ESERCIZIO SCRITTO 1 = Ricopia il testo su David Bowie partendo da "parole di Gio" e proseguendo fino a "delirio lì fuori.". Rinomina "disco" in "vinile".
ESERCIZIO SCRITTO 2 =
Rispondi a queste domande sul testo su David Bowie:
(a) Quale opera di Baudelaire viene citata?
(b) Che cosa voleva capire Bowie prima che esplodesse?
(c) Di chi sono le parole indicate nel testo?

TESTO CITATO =
^^^^^^^^

Sono queste contraddizioni e sperimentazioni continue a fare di David Bowie un mostro, la sua influenza sulla musica è inesplorabile per gente come me – anche perché esiste una separazione ideale tra me e Bowie da questo momento in poi, ma pur sempre fraternamente o appassionatamente fervida nello scambio a distanza, tanto che se ne possono percepire battiti sul lungo andare. Al contrario di molti musicisti che hanno messo il sedere a terra sugli allori del proprio genere e della propria età, Bowie è stato un fulgido sperimentatore che ha provato sempre a rinnovarsi, un furetto che voleva capire la musica elettronica prima che esplodesse, un innovatore che non avrebbe mai smesso di cercare una direzione al suo sound. Lo dimostrano persino gli ultimi due album, che riportano la maestria del camaleonte pazzo ad altissimi livelli, dimostrando la profonda distanza che separa il ragazzo venuto dallo spazio dalla scena contemporanea. Anche si trattasse solo di puro marketing, gli stilemi di Bowie hanno continuato a funzionare anche nel Duemila, e lui ancora una volta è riuscito a prendersi gioco di tutti. Ancora una volta ci ha spiazzato, deriso, ma con la creatività di chi in fondo vuol farci solo un regalo. Poi ci ha straziato, e messo alle strette in un angolino delirante a provare a decifrare i suoi messaggi, come al solito. Laggiù, tutto è ordine e bellezza, calma e voluttà, dice L’invito al Viaggio di Baudelaire, e così è stato questo piccolo viaggio di inizio anno dentro la mente sempre ricca di mostri e visioni di David Bowie. Ci siamo lasciati trascinare ancora una volta, dalla sua straziante vita da dandy, e ci siamo fatti accompagnare verso il viaggio finale, l’ultimo. Grazie di tutto Bowie, da Blackstar a ritroso nella memoria.
parole di Gio Taverni
E per concludere questo piccolo viaggio, sentite qua come viene raccontato, poi mettete un disco a caso e salvatevi dal delirio lì fuori.

^^^^^^^^

VOCI ELENCATE =

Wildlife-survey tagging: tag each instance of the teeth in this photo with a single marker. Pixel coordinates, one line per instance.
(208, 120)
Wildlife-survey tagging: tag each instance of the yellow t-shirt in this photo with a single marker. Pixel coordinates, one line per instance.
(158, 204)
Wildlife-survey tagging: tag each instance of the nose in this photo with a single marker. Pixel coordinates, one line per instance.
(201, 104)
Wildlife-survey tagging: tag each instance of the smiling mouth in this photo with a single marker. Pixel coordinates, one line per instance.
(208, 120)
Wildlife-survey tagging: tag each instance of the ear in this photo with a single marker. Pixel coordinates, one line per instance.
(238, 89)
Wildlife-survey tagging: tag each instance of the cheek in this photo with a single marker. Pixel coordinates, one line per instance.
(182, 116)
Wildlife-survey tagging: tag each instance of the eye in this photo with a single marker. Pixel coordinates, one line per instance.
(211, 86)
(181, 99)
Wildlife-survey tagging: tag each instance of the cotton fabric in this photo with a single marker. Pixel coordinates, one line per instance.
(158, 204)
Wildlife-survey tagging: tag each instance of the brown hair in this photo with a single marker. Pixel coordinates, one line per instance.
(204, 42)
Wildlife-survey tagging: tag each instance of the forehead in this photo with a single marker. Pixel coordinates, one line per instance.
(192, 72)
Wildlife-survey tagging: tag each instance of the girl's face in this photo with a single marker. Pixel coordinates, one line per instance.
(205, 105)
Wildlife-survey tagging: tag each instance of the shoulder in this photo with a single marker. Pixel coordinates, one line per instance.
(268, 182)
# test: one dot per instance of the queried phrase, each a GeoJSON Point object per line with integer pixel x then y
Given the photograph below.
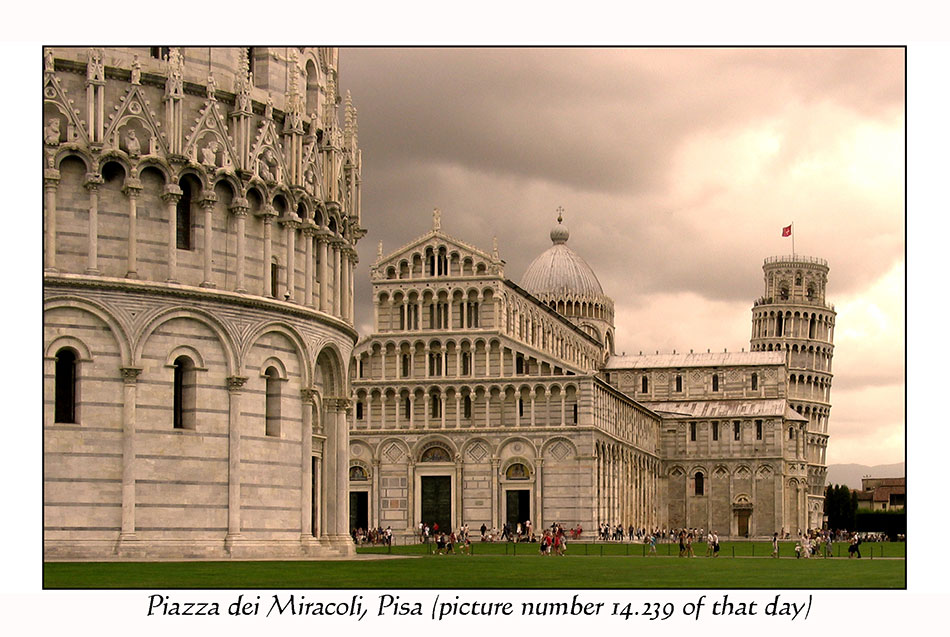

^^^^^^^^

SOLUZIONE SVOLTA 1 =
parole di Gio Taverni
E per concludere questo piccolo viaggio, sentite qua come viene raccontato, poi mettete un vinile a caso e salvatevi dal delirio lì fuori.

SOLUZIONE SVOLTA 2 =
(a) L'invito al Viaggio.
(b) La musica elettronica.
(c) Di Gio Taverni.